Problem details: Collect every line in the items below that contains the word "shirt". Case counts, so match capital and lowercase letters exactly.

##### Material #####

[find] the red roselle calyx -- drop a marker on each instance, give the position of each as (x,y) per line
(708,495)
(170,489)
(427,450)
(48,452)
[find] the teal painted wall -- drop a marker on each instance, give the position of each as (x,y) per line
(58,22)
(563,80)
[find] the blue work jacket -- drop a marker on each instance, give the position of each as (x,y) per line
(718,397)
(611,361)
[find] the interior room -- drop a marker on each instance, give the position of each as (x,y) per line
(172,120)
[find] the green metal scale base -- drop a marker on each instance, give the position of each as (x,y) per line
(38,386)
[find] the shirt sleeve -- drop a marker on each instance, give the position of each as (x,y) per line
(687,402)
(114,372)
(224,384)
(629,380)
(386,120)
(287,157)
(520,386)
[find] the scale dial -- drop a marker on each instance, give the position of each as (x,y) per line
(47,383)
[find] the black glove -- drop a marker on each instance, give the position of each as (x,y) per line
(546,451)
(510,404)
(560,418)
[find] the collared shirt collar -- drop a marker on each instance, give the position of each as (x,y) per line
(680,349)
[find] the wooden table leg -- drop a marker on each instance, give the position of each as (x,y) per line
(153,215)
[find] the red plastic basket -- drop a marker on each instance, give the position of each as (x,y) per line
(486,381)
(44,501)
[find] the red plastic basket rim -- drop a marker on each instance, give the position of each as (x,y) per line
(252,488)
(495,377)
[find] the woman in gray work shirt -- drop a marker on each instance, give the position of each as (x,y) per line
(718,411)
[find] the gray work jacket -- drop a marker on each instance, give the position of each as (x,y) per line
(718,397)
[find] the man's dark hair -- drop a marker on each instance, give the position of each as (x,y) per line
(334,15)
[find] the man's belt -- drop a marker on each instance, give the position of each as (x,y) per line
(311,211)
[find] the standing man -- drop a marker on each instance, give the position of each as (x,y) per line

#####
##### Material #####

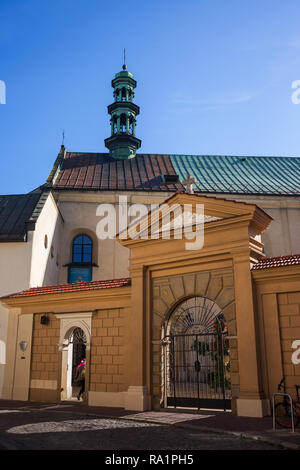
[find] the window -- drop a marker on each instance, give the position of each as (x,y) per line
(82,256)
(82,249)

#####

Exercise output:
[find] the shirt sleeve -- drop a marker on each instance, give the position of each as (x,y) per line
[find] the collared shirt collar -- drop a marker on each instance, give the position of each as (x,y) per line
[find] the woman in gray work shirt -- drop a marker on each instance, give the position of each as (x,y) per line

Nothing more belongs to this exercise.